------ Quoted text ------

Then you could work on the F-35!
Yahoo has still some good assets. But they are killing them left and right. If Yahoo wants to survive as company, not just as Alibaba stock asset, they need a CEO who understands the entertainment, portal, advertisement and search business - after all that's Yahoo. The dumbest decision was to kill their search engine in 2009. It had the second largest market share back then. (https://en.wikipedia.org/wiki/Yahoo!_Search ) At least the open sourced Hadoop and Traffic server survived.
Personally? I'd give her three months to come up with a plan and tell everyone about it.

For some reason I don't run the world.

Need 3 more years to really sink this ship.
Is she willing to take $1 pay and get rest of her compensation in stock options that expire 5 years from now?

How much is she willing to invest in Yahoo stock or stock futures by herself?

If I were in the Yahoo board, those would be my first questions. Best way to test her commitment and trust for her own strategy is to see how much she is willing to bet her own money on it.

"Just three more years and it will all be OK!"

This sounds familiar.

I had a lot of faith in Mayer's turn around. Do I think she needs more time? Yes. Do I think she can do it in more time? I'm skeptical now. Will the board, that she created, try to keep her accountable like you're saying? I hope so.

------ Information supplied ------

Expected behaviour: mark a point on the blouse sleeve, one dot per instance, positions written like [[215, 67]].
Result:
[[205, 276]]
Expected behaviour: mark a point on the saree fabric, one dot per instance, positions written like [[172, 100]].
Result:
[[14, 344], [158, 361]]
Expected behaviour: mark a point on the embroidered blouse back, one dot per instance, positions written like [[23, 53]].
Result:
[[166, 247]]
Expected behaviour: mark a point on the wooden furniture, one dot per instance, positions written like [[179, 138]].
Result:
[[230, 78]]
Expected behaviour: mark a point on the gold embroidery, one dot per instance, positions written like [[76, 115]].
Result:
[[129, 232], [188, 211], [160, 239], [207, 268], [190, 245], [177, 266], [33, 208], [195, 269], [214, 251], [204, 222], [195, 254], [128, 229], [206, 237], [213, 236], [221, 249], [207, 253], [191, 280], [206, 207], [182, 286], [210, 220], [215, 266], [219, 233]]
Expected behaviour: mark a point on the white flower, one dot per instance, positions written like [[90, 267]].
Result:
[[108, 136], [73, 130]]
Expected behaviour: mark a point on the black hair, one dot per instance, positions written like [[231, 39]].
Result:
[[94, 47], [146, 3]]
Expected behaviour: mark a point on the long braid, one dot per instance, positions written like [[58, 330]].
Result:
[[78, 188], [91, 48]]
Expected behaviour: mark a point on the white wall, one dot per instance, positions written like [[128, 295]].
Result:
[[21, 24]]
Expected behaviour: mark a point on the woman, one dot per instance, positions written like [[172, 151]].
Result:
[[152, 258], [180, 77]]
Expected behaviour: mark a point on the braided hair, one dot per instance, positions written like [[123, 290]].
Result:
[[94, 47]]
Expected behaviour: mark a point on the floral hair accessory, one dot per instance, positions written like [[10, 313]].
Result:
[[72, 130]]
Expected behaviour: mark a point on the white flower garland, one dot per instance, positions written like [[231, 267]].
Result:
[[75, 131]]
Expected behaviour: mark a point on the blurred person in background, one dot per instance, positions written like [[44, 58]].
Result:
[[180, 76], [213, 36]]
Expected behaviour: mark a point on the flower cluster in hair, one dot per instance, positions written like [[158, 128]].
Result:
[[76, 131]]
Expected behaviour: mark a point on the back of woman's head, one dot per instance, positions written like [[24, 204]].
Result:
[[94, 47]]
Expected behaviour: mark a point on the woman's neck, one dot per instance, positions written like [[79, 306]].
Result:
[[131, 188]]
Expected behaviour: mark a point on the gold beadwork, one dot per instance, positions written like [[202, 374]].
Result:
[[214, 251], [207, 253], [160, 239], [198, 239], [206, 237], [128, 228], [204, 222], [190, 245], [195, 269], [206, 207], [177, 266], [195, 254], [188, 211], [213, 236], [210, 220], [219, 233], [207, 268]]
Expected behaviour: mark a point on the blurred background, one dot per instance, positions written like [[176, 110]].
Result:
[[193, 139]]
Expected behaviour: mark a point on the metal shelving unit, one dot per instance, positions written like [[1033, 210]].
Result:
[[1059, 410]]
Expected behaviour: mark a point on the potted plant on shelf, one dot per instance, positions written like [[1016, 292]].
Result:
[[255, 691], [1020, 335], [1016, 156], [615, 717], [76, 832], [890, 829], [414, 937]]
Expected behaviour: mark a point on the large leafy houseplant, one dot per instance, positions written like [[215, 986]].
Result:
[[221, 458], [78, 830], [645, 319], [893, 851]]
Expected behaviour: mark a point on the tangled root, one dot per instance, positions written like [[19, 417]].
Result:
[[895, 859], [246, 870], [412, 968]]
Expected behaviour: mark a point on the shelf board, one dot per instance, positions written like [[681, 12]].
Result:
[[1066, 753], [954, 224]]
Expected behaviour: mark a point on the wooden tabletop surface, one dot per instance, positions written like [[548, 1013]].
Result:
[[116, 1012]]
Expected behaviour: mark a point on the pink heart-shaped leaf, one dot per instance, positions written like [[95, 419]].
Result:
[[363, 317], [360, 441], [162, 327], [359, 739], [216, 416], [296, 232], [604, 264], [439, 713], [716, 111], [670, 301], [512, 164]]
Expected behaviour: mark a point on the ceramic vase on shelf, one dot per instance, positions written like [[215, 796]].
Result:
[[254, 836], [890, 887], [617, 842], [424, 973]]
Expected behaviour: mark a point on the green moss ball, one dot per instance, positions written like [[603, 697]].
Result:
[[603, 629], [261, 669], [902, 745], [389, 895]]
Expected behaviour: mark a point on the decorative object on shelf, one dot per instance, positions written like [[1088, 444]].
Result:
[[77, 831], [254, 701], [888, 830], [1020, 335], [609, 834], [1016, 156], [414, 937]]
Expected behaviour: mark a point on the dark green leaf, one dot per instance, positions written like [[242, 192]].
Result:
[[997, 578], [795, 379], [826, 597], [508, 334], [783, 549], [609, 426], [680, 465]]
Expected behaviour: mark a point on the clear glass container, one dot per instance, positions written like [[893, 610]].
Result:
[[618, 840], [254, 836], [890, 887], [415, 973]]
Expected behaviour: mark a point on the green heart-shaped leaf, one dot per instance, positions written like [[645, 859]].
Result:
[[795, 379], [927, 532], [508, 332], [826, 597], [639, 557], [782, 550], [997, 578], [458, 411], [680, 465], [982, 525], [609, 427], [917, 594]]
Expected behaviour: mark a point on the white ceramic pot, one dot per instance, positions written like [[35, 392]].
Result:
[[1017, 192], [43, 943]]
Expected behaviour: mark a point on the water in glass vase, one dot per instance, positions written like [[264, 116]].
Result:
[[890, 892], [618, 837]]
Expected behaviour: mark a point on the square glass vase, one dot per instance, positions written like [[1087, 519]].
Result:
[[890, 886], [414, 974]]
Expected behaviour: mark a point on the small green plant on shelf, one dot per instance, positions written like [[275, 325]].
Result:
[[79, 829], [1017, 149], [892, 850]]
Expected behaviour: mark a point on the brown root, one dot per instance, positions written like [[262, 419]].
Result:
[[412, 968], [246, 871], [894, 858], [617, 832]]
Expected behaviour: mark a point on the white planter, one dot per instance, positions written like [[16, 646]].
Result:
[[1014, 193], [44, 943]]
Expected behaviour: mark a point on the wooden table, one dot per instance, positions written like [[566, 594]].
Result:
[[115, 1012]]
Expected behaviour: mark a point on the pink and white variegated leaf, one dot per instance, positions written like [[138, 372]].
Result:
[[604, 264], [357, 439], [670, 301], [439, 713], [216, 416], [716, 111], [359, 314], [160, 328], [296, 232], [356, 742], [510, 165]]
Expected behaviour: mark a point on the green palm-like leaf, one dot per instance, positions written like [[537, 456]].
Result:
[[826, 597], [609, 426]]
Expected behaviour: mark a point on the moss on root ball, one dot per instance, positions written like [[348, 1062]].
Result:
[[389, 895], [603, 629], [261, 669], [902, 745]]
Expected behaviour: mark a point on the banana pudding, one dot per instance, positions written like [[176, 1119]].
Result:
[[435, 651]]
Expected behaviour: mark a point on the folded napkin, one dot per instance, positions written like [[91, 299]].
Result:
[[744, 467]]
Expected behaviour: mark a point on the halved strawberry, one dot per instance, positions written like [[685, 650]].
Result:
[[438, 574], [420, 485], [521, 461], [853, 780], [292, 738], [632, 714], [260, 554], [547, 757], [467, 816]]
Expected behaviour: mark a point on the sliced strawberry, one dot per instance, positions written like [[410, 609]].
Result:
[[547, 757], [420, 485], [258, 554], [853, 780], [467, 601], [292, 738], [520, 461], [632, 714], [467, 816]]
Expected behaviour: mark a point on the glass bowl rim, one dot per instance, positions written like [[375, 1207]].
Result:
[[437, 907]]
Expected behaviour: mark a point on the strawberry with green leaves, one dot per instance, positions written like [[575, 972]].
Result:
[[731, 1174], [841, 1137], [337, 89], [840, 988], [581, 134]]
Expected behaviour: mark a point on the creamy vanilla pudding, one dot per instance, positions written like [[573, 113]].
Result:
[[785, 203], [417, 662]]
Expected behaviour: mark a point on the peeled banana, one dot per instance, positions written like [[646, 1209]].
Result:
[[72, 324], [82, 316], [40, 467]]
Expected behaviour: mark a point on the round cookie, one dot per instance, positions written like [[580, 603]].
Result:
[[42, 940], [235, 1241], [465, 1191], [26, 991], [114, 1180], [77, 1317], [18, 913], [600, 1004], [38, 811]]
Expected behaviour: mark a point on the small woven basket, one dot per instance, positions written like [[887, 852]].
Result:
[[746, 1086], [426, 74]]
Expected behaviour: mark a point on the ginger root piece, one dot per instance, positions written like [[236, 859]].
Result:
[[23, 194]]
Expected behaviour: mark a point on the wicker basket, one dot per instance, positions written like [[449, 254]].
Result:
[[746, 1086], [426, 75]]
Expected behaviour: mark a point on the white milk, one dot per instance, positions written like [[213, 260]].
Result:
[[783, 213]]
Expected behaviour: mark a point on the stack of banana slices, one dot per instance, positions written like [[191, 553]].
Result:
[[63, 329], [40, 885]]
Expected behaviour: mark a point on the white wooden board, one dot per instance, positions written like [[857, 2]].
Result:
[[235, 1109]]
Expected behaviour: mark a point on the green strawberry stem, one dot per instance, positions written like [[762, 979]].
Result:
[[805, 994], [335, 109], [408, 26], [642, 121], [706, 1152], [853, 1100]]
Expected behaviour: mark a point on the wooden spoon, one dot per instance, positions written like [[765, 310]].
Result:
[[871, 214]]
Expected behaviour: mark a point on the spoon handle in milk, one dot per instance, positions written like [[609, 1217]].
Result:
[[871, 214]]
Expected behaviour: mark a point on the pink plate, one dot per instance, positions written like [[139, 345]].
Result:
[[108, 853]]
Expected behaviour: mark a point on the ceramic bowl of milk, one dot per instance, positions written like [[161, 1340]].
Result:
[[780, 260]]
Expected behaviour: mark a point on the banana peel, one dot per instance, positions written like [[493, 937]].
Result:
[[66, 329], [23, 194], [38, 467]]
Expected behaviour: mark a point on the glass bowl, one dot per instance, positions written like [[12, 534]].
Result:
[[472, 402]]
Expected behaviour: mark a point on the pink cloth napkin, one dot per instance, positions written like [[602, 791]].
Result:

------

**Stated goal 1:** List the business areas that, according to the Yahoo discussion, Yahoo needs a CEO to understand.
**Stated goal 2:** In the Yahoo discussion, what year is given for Yahoo's decision to kill its search engine?
**Stated goal 3:** Pick up the Yahoo discussion after its final sentence and keep it going.

**Reply 1:** Entertainment, portal, advertisement, and search.

**Reply 2:** 2009.

**Reply 3:**
I'm skeptical. It seems AOL/Armstrong really wanted to merge to become a new Yahoo. I'm curious on how Yahoo will pivot, with the time. FB, SnapChat, Instagram, Twitter, and Google are fighting for mobile ad revenue. It's my understanding that's how Yahoo is trying to reinvent itself. Might be too little, too late.

I had no faith at all in Mayer. Not because she isn't a good product manager.

Mainly because for a turnaround situation I would hire someone who was there before with a successful turnaround under h-- belt. Not someone without any turnaround knowledge (what to cut, high investor pressure, ...)

Yahoo reminds me a lot of Apple before Steve Jobs rejoined.

They don't need a turnaround artist like Gil Amelio they need an insanely great product person to bring back some innovation, creativity and attention to detail. Based on her experience and from what everyone says about her she should have been perfect. And I'm quite baffled why she's not managing to get any runs on the board.

No Yahoo is way beyond that. Sure Jobs is one way to turn a company around, sadly the supply of Jobs is limited. But there have been many successful turnarounds of - e.g. traditional - companies, which got profitable and growing again in the long run. Not every turnaround needs to end with the most valuable company on the planet. If you aim for a second Steve Jobs experience, this is lottery play and wishful thinking.

"Based on her experience and from what everyone says about her she should have been perfect."

Which either means: a.) She isn't that good as a product manager b.) Your theory is wrong. c.) Jobs turned Apple not around only on his vision but b/c he was able to kick everyone hard

Well it's clear that she was hired to be a product driven CEO not just a turnaround artist focused on the financial/operational parts of the business. And from day one she made it clear she was going to get involved in the product aspects e.g. changing Yahoo logo, fast tracking certain mobile products etc.

But then everything's kind of stalled. It's all a bit strange.

It doesn't seem like the logo change fixed the company.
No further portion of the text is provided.